(EXTRACT TO READ):
But IDK if a small submarine with little or no crew, small dive depth, and relatively small payload needs all thus. If a nation-state wanted to deploy it, that could be done way more covertly.

Maybe this is not done because it does not offer any interesting military capabilities. Maybe it is done, but we don't hear about it, because it does offer some interesting capabilities which they don't want to advertise.



> But IDK if a small submarine with little or no crew, small dive depth, and relatively small payload needs all thus. If a nation-state wanted to deploy it, that could be done way more covertly.

In a way, this is tautological. Anything an organized crime group does, a nation state can do trivially, by just paying that crime group (or a similarly-sized and skilled legit group).

The right question is, as you point out, whether it's useful for a nation state to do this. Most of the time it probably isn't - cold war is as much about capability as it is about advertising the capability to the adversaries. If the Russians - or the Chinese, or the Americans - aren't bragging about it, they probably aren't using it in a meaningful fashion.


The North Koreans and Iranians are using very small submarines, similar to the ones under discussion here, probably for similar roles (covert infiltration of people and goods). And similarly, operational security is probably the most important part of their mission as well.

The US fills the same need with the Shallow Water Combat Submersible, delivered close to the target by another submarine in a Dry Deck Shelter. But that's because the US Navy has focused on long range operations.

(WRITTEN TASK): In the discussion of small submarines above, what does the US use to fill the same need as the North Korean and Iranian small submarines?

(LISTED ENTRIES):

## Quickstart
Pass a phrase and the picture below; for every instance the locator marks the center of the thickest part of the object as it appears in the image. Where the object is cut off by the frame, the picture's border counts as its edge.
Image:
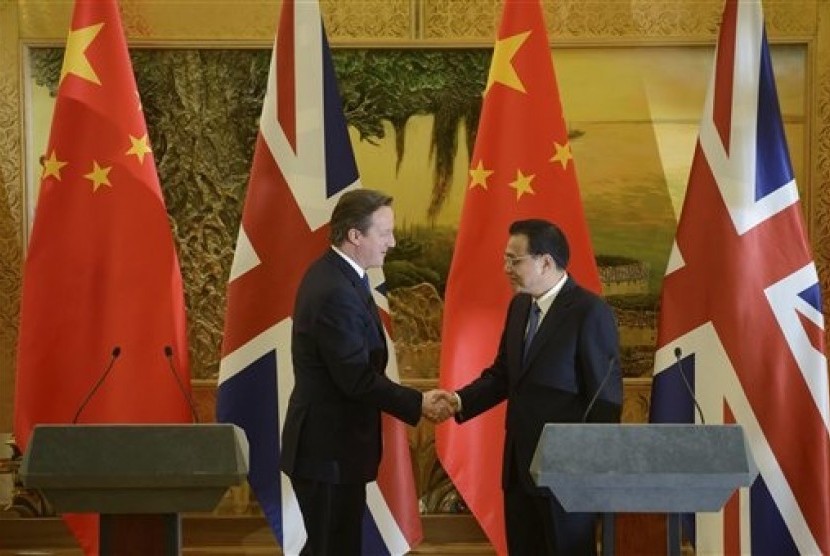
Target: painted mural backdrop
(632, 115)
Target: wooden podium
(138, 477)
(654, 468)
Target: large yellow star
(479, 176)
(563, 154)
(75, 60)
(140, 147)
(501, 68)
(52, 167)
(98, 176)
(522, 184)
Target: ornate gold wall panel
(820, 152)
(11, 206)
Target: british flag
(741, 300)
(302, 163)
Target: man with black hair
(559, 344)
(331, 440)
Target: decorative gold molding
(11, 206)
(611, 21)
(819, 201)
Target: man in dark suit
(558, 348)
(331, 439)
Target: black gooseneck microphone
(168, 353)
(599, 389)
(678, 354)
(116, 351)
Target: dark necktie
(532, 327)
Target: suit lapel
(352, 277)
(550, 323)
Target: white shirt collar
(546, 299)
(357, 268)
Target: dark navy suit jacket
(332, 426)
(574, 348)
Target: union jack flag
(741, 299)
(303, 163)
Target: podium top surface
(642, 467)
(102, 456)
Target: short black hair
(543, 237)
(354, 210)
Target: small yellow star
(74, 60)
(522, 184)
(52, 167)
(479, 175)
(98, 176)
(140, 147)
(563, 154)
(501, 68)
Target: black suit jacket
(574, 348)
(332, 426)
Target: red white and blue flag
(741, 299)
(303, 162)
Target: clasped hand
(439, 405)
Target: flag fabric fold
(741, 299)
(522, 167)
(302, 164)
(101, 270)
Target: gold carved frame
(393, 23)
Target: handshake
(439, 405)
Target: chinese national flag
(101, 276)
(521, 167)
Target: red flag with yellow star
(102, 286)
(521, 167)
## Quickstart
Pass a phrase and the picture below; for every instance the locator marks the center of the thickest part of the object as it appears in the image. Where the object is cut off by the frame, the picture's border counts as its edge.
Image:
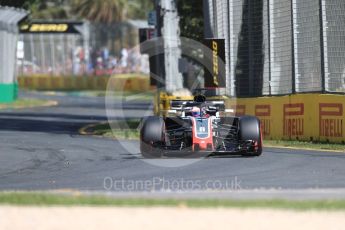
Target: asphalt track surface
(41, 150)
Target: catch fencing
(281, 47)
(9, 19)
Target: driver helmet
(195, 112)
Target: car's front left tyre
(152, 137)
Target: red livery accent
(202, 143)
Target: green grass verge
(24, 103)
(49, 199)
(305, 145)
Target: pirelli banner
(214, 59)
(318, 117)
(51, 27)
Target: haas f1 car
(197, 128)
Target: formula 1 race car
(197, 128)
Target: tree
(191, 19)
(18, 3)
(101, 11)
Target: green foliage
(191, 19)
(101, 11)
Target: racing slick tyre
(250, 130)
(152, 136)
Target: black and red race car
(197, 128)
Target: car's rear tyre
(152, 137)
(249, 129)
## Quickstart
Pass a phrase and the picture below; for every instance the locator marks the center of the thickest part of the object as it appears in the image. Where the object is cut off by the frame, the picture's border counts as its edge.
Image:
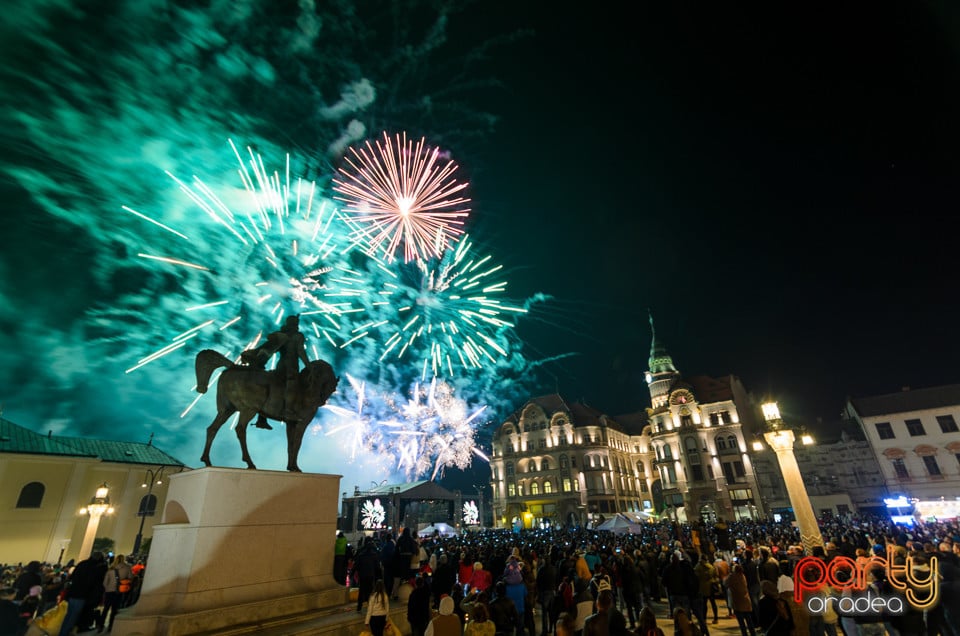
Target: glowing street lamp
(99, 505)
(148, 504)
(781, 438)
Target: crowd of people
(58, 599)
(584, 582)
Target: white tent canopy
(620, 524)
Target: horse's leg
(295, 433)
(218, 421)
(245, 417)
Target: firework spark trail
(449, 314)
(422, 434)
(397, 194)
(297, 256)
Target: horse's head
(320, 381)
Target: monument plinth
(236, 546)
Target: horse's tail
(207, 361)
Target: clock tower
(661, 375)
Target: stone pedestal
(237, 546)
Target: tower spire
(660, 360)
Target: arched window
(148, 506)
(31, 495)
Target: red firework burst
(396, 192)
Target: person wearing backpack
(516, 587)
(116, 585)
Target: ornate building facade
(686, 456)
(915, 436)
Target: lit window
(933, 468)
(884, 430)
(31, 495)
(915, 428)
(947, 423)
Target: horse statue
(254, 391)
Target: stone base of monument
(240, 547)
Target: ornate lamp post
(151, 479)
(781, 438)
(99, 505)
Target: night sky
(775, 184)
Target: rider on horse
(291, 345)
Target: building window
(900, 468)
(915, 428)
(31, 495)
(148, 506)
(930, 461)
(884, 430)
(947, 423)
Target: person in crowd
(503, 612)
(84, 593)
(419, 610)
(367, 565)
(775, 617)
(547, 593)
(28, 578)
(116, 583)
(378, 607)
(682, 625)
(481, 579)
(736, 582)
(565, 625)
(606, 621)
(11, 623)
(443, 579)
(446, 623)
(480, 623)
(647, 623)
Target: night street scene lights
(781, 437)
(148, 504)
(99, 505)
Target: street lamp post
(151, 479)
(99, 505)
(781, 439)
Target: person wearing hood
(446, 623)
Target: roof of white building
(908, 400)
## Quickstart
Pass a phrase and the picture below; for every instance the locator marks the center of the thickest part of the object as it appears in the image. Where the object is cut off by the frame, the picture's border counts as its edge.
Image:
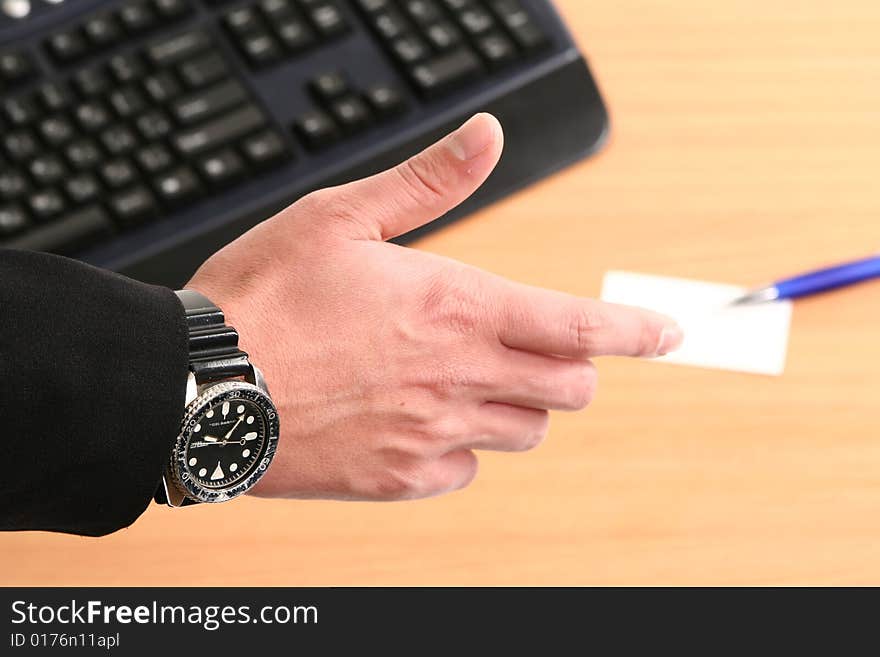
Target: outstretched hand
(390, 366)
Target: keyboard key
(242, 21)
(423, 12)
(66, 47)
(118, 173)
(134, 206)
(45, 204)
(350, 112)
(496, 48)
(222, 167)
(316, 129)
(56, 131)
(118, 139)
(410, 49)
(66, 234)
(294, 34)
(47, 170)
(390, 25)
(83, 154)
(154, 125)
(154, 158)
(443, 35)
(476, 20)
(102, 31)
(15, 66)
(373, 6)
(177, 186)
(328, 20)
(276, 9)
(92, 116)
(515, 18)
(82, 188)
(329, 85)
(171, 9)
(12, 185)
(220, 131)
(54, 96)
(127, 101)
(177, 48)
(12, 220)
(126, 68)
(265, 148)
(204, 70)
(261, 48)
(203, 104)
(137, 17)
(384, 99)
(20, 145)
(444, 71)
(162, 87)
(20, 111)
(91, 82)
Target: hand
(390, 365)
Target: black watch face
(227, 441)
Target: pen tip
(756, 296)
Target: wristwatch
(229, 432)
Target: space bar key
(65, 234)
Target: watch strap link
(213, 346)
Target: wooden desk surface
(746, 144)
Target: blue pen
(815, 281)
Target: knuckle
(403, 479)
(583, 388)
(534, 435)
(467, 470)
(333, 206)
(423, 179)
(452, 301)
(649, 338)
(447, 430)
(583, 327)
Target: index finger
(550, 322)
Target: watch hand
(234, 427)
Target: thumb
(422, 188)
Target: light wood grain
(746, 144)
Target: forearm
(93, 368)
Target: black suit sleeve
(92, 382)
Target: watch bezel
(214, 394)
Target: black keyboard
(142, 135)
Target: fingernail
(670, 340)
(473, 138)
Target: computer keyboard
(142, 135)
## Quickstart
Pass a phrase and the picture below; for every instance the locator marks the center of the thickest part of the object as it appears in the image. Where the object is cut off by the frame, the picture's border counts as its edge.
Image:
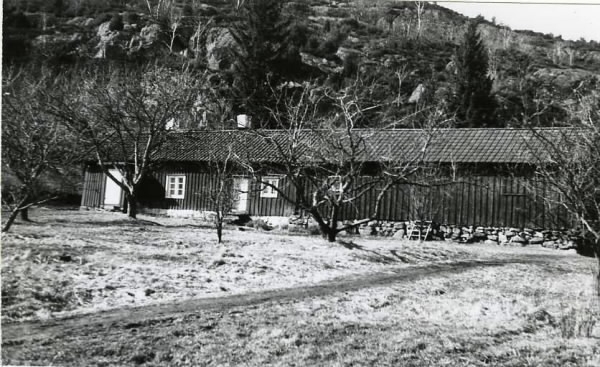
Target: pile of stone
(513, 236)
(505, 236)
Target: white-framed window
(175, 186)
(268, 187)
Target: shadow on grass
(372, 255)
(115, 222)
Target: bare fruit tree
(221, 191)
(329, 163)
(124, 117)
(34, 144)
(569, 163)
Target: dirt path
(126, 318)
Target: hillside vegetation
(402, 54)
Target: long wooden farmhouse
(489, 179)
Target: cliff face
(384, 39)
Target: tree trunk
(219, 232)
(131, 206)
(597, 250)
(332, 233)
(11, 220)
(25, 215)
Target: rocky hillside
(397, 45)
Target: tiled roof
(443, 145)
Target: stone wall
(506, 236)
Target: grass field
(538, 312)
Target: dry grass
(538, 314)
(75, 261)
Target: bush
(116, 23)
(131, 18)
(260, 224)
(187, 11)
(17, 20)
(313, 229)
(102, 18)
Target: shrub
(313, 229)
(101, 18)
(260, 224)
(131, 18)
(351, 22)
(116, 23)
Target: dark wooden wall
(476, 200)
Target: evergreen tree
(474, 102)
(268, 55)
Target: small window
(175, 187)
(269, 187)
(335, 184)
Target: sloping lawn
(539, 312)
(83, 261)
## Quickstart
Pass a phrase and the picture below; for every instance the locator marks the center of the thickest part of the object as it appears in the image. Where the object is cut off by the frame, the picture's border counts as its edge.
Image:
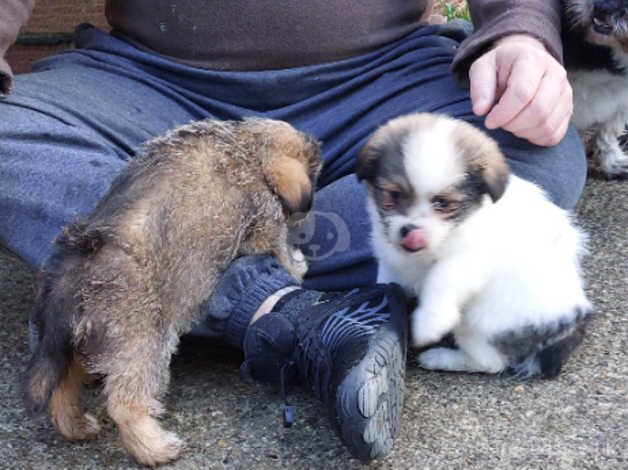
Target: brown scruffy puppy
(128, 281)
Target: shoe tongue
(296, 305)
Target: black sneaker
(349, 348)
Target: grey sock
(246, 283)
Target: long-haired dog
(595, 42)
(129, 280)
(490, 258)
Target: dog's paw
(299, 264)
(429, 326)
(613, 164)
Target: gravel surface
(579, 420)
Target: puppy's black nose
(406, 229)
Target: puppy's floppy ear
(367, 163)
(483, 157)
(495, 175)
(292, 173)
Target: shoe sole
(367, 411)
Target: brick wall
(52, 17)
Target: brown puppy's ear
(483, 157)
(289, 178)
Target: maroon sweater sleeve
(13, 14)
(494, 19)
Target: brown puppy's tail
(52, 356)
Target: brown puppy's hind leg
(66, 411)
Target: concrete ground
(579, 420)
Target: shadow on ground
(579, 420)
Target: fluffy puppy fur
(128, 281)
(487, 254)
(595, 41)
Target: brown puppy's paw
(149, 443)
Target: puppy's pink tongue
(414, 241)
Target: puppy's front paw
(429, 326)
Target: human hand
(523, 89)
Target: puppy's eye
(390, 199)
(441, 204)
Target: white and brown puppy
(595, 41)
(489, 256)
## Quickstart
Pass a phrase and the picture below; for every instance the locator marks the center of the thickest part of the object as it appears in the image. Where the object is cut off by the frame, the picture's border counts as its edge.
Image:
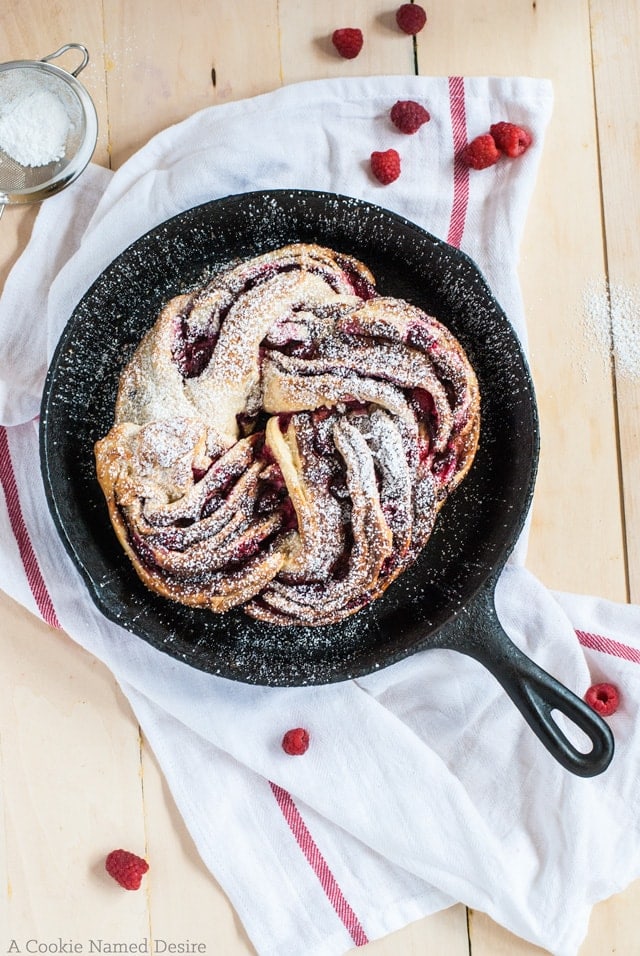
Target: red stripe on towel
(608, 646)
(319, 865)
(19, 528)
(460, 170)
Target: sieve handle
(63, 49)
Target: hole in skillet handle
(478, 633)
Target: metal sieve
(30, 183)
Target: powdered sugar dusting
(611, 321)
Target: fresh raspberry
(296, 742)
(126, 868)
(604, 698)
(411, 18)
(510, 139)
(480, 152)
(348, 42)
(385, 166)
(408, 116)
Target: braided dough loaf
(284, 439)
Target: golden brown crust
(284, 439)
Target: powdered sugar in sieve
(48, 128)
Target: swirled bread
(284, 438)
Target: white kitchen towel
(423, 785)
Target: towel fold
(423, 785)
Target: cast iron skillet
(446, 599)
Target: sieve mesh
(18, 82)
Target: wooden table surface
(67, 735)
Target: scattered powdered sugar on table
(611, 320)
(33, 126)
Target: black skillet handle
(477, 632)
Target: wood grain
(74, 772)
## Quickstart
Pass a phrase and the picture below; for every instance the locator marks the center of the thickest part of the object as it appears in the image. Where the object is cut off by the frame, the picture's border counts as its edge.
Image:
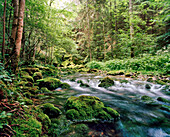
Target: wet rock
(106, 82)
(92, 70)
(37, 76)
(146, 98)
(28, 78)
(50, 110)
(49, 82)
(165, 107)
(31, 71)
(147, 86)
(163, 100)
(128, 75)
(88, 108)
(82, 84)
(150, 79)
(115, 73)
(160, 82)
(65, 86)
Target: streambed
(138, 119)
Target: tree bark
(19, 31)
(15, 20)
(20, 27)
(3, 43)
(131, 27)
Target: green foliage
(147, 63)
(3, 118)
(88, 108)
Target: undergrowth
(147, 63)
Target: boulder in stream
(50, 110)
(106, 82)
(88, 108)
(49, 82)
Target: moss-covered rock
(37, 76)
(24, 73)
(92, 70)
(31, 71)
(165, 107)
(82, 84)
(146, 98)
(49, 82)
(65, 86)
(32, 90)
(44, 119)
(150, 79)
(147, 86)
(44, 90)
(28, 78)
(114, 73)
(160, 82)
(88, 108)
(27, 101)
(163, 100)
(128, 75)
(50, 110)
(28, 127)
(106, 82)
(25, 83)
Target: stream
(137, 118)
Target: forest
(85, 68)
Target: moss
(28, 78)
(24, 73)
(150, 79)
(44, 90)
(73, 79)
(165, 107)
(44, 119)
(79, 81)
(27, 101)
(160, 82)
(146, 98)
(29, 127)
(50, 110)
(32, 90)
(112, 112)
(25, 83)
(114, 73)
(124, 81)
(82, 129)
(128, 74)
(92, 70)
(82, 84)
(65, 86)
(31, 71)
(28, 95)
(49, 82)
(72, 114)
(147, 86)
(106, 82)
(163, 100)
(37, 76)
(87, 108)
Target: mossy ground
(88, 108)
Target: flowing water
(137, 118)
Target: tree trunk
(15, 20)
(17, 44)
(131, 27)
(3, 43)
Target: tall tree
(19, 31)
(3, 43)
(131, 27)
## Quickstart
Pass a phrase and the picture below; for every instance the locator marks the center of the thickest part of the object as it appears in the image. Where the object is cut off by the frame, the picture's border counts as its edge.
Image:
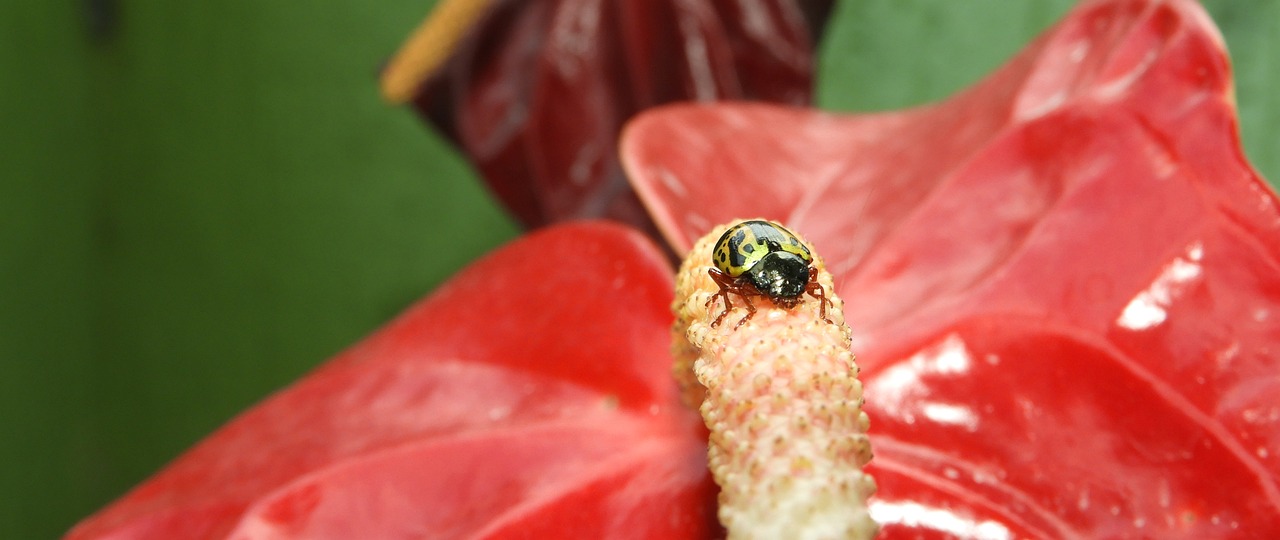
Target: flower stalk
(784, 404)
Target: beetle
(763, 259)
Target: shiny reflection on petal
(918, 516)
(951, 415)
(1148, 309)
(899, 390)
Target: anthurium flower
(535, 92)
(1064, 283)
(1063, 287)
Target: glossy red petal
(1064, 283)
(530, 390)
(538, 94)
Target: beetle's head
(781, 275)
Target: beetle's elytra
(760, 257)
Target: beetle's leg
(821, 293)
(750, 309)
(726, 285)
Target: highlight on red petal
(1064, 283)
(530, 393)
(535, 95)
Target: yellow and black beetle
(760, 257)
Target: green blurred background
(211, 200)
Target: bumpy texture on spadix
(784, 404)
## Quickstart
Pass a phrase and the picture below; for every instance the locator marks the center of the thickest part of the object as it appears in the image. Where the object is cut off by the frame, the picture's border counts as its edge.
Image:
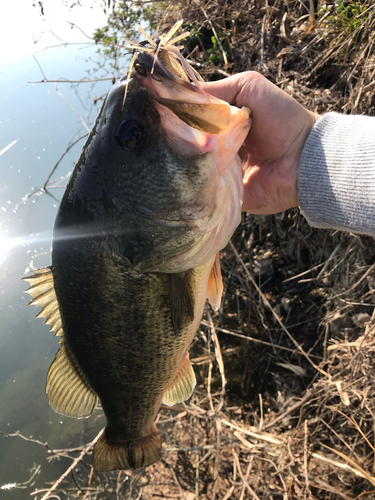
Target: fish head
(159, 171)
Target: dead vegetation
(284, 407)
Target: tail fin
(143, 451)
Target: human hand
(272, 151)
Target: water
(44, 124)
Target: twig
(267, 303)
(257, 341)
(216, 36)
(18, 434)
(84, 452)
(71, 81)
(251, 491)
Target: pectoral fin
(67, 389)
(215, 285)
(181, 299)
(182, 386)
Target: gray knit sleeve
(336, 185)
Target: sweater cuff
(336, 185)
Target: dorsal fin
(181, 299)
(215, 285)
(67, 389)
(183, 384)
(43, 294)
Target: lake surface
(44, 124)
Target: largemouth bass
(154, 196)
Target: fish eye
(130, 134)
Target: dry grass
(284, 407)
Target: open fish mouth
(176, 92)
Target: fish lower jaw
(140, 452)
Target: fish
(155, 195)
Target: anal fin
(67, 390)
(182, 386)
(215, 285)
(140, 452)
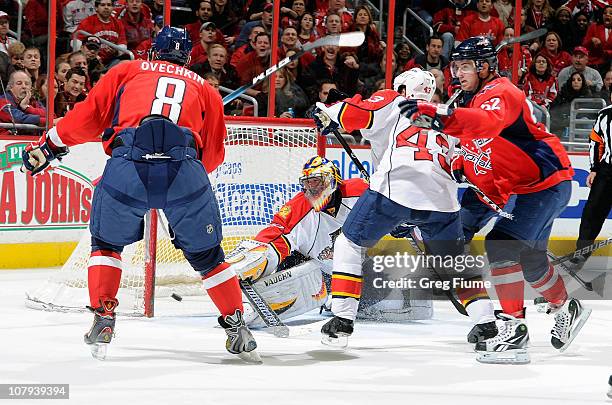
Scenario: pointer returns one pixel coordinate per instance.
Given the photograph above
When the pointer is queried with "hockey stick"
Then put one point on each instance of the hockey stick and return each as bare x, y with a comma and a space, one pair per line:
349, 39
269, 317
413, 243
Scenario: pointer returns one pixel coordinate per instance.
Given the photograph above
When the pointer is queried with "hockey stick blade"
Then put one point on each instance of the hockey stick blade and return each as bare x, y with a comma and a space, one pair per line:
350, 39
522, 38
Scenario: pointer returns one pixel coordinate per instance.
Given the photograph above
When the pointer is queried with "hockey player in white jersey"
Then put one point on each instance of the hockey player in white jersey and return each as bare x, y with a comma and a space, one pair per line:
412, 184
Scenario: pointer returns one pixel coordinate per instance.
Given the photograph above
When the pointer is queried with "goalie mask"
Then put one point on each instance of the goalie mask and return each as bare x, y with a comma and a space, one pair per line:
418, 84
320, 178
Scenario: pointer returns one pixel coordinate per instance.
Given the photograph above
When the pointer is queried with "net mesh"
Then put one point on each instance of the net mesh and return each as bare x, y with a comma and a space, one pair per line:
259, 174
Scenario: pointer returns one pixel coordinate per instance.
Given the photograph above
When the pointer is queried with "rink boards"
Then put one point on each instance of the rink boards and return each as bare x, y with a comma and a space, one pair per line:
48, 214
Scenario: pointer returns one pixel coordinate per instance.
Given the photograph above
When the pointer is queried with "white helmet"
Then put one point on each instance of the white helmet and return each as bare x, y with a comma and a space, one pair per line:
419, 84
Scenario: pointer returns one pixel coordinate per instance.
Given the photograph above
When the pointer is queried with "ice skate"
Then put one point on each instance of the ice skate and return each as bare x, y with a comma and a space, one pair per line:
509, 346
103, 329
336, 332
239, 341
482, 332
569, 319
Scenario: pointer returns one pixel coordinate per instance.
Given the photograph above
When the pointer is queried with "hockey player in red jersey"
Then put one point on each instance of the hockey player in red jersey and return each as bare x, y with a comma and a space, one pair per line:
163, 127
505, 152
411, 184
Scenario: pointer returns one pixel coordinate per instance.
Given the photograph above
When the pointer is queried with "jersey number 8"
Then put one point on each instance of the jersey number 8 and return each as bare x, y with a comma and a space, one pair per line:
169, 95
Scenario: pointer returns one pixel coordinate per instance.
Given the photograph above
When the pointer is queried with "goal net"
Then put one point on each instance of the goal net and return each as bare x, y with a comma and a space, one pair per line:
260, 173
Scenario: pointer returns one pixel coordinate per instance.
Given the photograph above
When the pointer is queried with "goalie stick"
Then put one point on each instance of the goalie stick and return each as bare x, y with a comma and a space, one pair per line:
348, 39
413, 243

(RESPONSE TO THIS TASK): The Shallow Water Combat Submersible, delivered close to the target by another submarine in a Dry Deck Shelter.